The tight end the right turned against: why Travis Kelce is the man for Taylor Swift

Travis Kelce’s star power has long been known to sports fans. But the rest of the world has caught up since the start of his relationship with the pop icon Taylor Swift. And this pairing actually makes perfect sense – so much so that the Guardian has broken down a couple of big reasons why.

It’s not just that Kelce’s play at the tight end position for the Kansas City Chiefs has earned him four coveted First-Team Associated Press All-Pro selections and positioned him to pursue a third NFL championship in Sunday’s Super Bowl.

Those laurels established Kelce as a superstar in his own right in the most powerful US sports league. And they vaulted him to a level of fame and fortune independent from his association with Swift, who is 34, like him.

Yet what has also apparently been key for Kelce in his courtship of Swift are his political beliefs. They are more progressive than those held by nearly every other prominent white American professional athlete – and therefore line up comfortably with those of the singer and most of the so-called Swifties who support her.

One of his more notable political expressions came exactly six years before Swift attended her first Chiefs game in support of him. On that afternoon of 24 September 2017, Kelce followed Colin Kaepernick’s lead and took a knee during the pre-game national anthem ceremony in support of teammates who were protesting racist police brutality, which in the US disproportionately afflicts Black people.

Within the fraternity of NFL players, that sign of support for the Black Lives Matter movement makes sense. More than half of the league’s athletes are Black, including Patrick Mahomes, from whom Kelce has caught a total of more than 700 passes and 70 touchdowns heading into Sunday’s title showdown with the San Francisco 49ers.

However, that didn’t stop Donald Trump – the president at the time – from leading Republicans’ demands for NFL teams to cut any players who protest by kneeling.

Kelce has used a handful of occasions since then to show his willingness to take stands, even if it means placing himself in the crosshairs of the US’s political right. Just weeks after American conservatives mounted a boycott against Bud Light because it published an advertisement featuring transgender social media influencer, Dylan Mulvaney, Kelce agreed to appear in a commercial for the beer maker.

Meanwhile, the Cleveland, Ohio, native has also advocated for Americans to be vaccinated against the flu and Covid-19 viruses, including in a commercial campaign for the pharmaceutical company Pfizer that began around the same time as his relationship with Swift.

Kelce’s Bud Light spot stopped well short of expressing support for Mulvaney and seemed more geared toward winning the beer maker back some of the sales that it had lost amid the transphobic boycott. And Kelce’s work for Pfizer reportedly netted him about $20m, a figure most would probably accept in exchange for incensing vaccine skeptics.

Yet it’s clear those decisions left the US right wing feeling called out by him. In December, the Ultimate Fighting Championship featherweight contender Colby Covington – an unabashed Trump supporter – publicly called Kelce “one of the biggest pieces of shit of all time”.

For his part, the New York Jets quarterback, former Super Bowl champion and anti-vax skeptic Aaron Rodgers disparagingly referred to Kelce as “Mr Pfizer” before challenging him to debate vaccines on the Pat McAfee Show.

Kelce ignored the invitation and expressed sympathy for whatever Rodgers must have been going through while missing most of the 2023 NFL season with a torn achilles tendon. (Rodgers then went on to lose his regular guest appearance gig on the Pat McAfee Show, which is reported to have earned him $1m a year, for accusing comedian Jimmy Kimmel of feeling “nervous” about being connected to the late sex trafficker Jeffrey Epstein.)

Saved entries:
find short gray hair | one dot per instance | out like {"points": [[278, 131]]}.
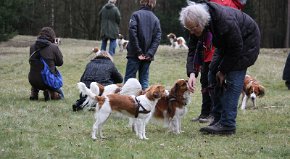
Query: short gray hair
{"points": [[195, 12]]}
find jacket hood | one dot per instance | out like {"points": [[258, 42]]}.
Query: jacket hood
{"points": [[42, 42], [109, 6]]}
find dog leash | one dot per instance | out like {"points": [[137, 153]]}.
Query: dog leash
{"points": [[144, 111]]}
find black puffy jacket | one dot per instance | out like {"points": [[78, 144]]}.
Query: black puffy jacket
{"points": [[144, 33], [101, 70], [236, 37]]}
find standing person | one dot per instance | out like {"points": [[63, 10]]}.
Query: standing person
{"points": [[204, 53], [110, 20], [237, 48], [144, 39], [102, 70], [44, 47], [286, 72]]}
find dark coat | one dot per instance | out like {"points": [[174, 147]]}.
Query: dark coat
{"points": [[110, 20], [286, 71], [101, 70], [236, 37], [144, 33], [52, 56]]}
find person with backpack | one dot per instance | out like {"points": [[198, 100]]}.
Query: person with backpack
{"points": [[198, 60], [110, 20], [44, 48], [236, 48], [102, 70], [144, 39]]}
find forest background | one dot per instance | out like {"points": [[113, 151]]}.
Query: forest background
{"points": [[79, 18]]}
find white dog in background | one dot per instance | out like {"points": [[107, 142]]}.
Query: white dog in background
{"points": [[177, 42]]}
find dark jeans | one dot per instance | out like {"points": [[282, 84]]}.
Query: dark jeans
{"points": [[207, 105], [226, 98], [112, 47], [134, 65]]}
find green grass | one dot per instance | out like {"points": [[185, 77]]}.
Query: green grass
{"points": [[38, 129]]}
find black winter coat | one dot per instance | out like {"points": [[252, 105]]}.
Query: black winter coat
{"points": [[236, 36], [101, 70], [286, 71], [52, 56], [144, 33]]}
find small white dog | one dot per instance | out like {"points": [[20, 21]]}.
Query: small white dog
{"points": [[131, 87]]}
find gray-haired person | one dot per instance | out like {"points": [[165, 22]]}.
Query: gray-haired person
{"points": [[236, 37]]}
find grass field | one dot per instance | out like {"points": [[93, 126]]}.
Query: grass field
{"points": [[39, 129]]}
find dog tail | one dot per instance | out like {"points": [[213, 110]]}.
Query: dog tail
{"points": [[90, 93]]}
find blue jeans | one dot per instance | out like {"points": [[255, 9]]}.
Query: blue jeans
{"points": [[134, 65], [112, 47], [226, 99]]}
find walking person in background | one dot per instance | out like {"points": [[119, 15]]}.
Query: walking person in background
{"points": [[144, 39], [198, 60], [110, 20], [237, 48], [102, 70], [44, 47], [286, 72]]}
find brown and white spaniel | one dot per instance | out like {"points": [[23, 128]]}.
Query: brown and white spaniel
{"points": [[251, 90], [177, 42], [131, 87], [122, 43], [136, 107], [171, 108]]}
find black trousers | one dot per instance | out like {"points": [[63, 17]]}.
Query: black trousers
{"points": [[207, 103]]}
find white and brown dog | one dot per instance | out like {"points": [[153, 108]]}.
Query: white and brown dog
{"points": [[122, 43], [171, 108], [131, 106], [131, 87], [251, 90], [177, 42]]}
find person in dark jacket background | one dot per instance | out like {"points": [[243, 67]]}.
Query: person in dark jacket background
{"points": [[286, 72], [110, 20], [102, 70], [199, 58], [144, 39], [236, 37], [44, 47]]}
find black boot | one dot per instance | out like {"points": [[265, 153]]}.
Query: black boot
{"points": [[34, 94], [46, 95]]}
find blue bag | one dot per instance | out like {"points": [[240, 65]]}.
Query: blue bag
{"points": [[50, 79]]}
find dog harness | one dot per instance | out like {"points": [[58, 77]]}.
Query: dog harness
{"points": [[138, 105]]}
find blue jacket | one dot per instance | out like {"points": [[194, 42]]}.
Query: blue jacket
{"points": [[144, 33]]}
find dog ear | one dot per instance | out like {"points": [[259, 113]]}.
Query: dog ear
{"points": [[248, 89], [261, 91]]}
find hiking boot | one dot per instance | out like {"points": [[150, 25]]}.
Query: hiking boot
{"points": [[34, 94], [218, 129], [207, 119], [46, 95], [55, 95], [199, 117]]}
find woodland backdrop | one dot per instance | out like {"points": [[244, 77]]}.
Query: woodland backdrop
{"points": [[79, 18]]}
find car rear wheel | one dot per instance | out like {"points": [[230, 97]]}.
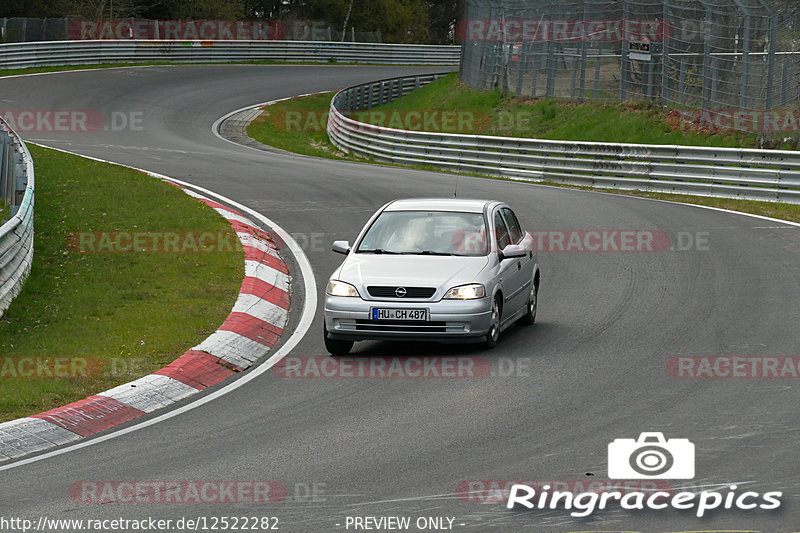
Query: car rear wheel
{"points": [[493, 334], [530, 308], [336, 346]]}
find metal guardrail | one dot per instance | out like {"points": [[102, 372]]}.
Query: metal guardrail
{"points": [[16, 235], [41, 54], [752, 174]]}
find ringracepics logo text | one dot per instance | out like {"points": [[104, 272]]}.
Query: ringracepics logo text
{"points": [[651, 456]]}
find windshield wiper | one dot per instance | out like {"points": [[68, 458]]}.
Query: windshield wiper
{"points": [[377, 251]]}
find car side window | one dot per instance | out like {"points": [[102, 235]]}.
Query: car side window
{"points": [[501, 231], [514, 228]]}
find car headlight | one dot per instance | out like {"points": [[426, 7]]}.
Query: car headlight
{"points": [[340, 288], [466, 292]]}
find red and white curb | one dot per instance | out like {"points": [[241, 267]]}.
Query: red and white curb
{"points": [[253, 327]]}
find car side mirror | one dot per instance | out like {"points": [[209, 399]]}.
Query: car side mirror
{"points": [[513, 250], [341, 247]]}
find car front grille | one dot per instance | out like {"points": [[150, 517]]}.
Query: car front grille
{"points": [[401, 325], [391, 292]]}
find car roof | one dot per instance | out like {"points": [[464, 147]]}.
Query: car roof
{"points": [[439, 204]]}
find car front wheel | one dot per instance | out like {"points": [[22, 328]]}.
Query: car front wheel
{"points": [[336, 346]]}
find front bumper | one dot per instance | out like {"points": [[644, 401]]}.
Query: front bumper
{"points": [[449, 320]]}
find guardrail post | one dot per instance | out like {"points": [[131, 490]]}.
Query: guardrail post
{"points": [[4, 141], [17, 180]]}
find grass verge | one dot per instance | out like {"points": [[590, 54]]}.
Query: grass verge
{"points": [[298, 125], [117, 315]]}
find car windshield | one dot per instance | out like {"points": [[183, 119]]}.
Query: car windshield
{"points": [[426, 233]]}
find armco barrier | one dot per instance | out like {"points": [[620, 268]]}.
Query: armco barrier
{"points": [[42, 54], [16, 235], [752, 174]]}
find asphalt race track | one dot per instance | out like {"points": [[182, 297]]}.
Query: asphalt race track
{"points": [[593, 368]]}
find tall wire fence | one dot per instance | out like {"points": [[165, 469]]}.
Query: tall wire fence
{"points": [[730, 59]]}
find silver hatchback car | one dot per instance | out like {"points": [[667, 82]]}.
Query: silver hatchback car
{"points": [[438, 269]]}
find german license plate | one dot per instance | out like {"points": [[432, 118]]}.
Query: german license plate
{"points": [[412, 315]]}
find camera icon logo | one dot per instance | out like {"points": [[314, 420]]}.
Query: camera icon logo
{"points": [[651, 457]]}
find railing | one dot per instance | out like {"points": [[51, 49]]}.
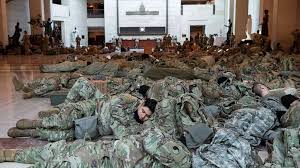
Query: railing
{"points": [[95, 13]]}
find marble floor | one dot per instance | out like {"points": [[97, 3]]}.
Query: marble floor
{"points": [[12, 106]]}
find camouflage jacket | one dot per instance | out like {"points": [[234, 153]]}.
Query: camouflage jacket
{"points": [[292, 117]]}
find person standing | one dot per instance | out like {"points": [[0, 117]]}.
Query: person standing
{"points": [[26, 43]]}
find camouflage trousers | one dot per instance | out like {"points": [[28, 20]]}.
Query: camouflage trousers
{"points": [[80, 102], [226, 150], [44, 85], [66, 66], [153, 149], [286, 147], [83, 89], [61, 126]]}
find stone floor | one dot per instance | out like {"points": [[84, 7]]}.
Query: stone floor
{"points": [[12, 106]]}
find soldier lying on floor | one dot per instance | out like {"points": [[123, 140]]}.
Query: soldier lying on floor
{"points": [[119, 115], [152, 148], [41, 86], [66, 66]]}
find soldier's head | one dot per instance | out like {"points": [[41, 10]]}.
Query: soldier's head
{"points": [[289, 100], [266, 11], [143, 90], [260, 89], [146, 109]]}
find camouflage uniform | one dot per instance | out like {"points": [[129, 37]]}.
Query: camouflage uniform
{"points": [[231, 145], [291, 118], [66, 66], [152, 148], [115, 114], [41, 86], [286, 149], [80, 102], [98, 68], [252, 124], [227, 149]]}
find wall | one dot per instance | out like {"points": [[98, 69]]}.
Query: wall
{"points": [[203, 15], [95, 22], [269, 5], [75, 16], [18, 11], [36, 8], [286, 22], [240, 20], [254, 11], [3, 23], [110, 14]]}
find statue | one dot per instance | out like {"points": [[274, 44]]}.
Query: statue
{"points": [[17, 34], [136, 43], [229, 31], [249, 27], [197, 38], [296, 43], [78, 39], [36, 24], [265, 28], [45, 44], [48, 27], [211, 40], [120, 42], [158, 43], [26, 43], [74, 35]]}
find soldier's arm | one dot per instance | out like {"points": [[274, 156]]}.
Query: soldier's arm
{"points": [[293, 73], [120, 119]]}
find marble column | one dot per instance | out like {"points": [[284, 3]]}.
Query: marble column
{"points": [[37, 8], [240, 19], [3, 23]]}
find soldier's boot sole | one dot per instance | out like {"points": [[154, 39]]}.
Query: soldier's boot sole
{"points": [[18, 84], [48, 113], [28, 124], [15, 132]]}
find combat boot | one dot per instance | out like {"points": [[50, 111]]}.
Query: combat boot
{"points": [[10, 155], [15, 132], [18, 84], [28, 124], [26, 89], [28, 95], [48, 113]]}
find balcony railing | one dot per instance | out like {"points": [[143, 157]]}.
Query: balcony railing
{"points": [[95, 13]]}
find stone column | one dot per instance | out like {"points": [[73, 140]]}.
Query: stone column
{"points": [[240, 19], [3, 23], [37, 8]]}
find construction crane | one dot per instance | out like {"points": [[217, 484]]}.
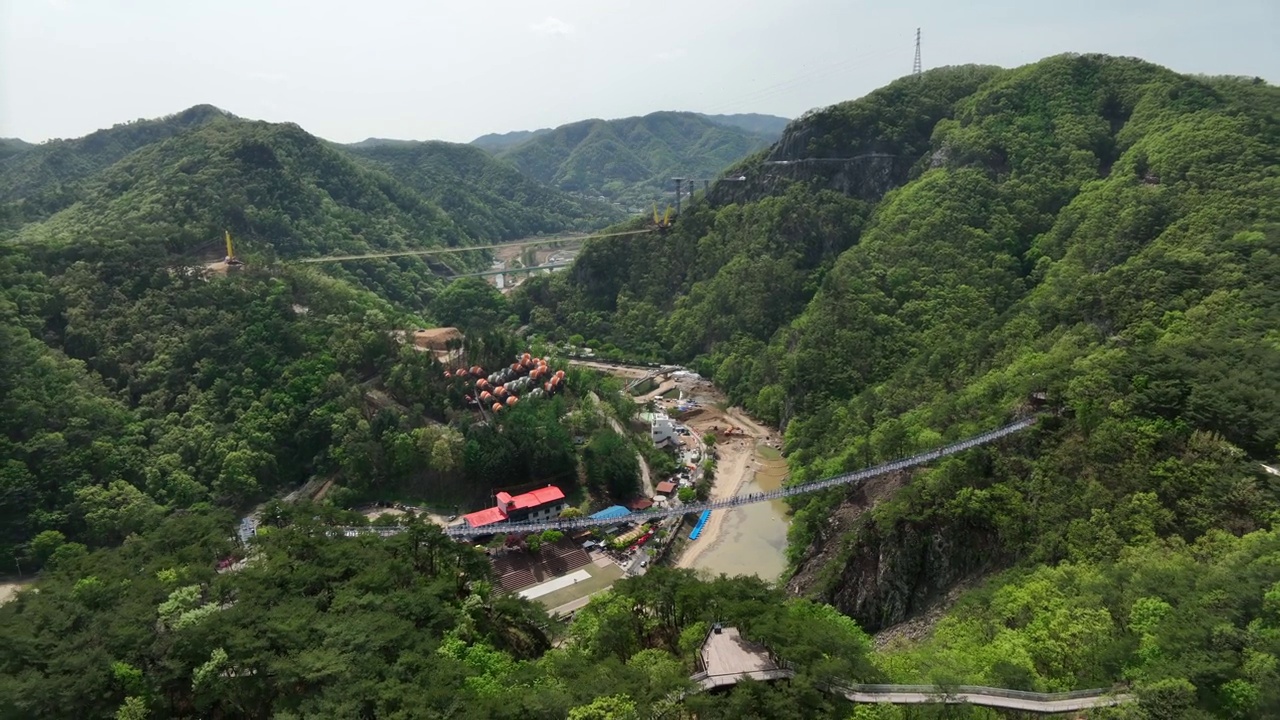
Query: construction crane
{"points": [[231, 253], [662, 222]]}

*What you will do*: In the article on Travis Kelce and Taylor Swift, on what date did Kelce take a knee during the pre-game national anthem? The data above come from a source separate from the article.

*Written response*: 24 September 2017